→ REQUIRED ACTION: Return, from the material below, each line in which the word "candle" is present.
*** INFORMATION PROVIDED Section Begins ***
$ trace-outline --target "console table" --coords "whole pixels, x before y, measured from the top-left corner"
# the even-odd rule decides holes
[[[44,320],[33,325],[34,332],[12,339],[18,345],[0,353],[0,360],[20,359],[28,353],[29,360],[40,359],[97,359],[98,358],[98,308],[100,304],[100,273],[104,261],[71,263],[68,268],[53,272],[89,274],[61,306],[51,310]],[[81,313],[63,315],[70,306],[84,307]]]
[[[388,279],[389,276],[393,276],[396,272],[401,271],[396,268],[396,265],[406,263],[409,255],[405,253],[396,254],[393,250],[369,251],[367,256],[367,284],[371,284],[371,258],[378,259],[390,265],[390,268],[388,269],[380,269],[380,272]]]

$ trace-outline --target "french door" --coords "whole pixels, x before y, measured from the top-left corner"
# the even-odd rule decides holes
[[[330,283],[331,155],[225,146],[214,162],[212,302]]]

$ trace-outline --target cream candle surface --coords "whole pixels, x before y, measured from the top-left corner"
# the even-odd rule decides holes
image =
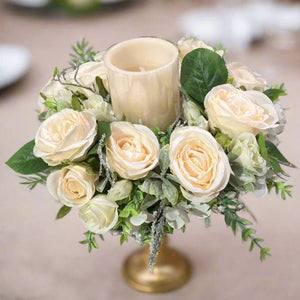
[[[165,130],[180,113],[179,54],[172,43],[142,37],[112,46],[104,56],[118,119]]]

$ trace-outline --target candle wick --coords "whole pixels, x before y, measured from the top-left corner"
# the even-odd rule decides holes
[[[143,67],[139,67],[139,71],[140,71],[140,72],[145,72],[146,70],[145,70],[145,68],[143,68]]]

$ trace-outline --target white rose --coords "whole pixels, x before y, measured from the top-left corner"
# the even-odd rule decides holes
[[[214,137],[199,127],[173,131],[170,139],[170,169],[178,177],[183,196],[192,202],[207,202],[225,188],[230,176],[228,158]]]
[[[106,195],[97,195],[80,207],[78,216],[88,230],[103,234],[117,224],[118,205],[108,201]]]
[[[70,92],[66,86],[62,85],[58,81],[49,80],[48,83],[42,88],[41,93],[47,97],[48,101],[51,102],[66,102],[71,104],[72,92]],[[40,112],[48,110],[48,107],[44,104],[45,100],[41,95],[38,98],[38,106]]]
[[[246,90],[257,90],[263,92],[267,87],[267,82],[259,74],[251,71],[247,66],[238,62],[226,65],[228,77],[233,78],[233,85],[237,88],[244,87]]]
[[[193,51],[195,49],[198,49],[198,48],[205,48],[205,49],[214,51],[217,54],[219,54],[220,56],[224,55],[224,51],[223,50],[215,51],[213,47],[205,44],[203,41],[199,41],[199,40],[196,40],[196,39],[185,39],[185,38],[182,38],[181,40],[179,40],[179,42],[177,43],[177,45],[178,45],[179,55],[180,55],[181,59],[183,59],[191,51]]]
[[[109,167],[125,179],[145,177],[158,164],[159,143],[146,126],[129,122],[111,123],[106,145]]]
[[[189,126],[199,126],[204,130],[208,130],[208,122],[202,116],[201,110],[196,103],[187,101],[184,104],[183,115]]]
[[[77,72],[77,74],[76,74]],[[75,80],[76,75],[76,80]],[[106,68],[104,62],[91,61],[79,66],[78,71],[74,70],[65,75],[66,83],[81,84],[84,87],[97,90],[96,77],[102,79],[104,87],[108,88]],[[77,81],[77,82],[76,82]],[[91,94],[89,89],[79,88],[76,86],[68,86],[69,89],[79,91],[87,97]]]
[[[132,182],[130,180],[117,181],[108,191],[107,198],[110,201],[118,201],[127,198],[132,190]]]
[[[98,175],[89,174],[84,166],[72,165],[52,172],[47,178],[49,193],[66,206],[80,207],[95,193]]]
[[[229,137],[241,132],[257,133],[276,126],[277,112],[272,101],[258,91],[241,91],[231,84],[214,87],[204,106],[208,124]]]
[[[252,133],[243,132],[233,138],[228,158],[230,162],[240,164],[256,176],[264,176],[268,171],[267,162],[260,155]]]
[[[35,136],[33,153],[49,166],[83,159],[94,143],[97,122],[87,111],[64,109],[45,120]]]
[[[116,121],[112,105],[104,101],[100,95],[89,95],[88,99],[83,101],[83,107],[93,113],[97,121]]]

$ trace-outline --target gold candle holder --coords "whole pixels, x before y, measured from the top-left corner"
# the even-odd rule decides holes
[[[191,277],[189,261],[167,245],[165,236],[153,273],[148,269],[149,245],[132,253],[124,262],[122,274],[127,283],[140,292],[165,293],[183,286]]]

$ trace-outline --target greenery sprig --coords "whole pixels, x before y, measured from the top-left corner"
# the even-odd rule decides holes
[[[81,42],[77,42],[76,45],[72,46],[73,53],[70,54],[71,61],[70,65],[73,68],[84,64],[86,62],[95,61],[94,57],[97,51],[89,46],[89,42],[83,38]]]
[[[82,240],[79,242],[79,244],[82,244],[82,245],[86,245],[88,246],[88,251],[91,252],[93,248],[95,249],[99,249],[99,245],[98,243],[96,242],[96,233],[94,232],[91,232],[91,231],[87,231],[84,233],[86,239],[85,240]],[[102,241],[104,241],[104,238],[103,238],[103,235],[102,234],[97,234],[100,239]]]

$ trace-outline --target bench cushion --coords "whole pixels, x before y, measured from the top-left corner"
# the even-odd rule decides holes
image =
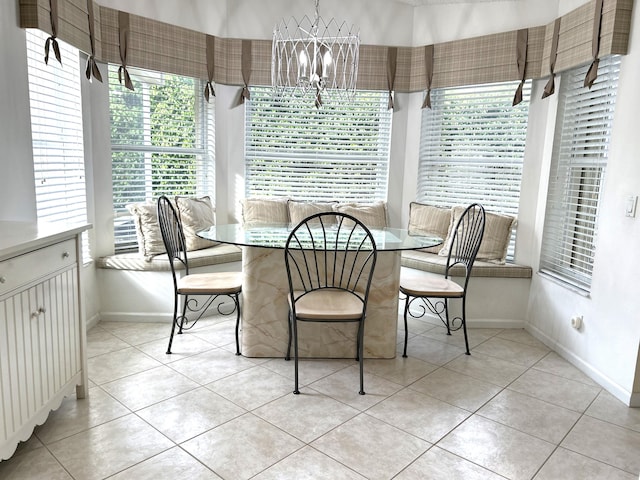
*** INFORMATION PROVIDED Section Ends ***
→ OUTPUT:
$ trace-outline --target cream candle surface --coords "whole pixels, x before y, measured from the top-left corner"
$ trace-outline --target candle wick --coords "whole pixels, x before y, measured from the top-left corner"
$ trace-outline --target gold candle holder --coords "whole pixels, x before y, measured from the top-left corner"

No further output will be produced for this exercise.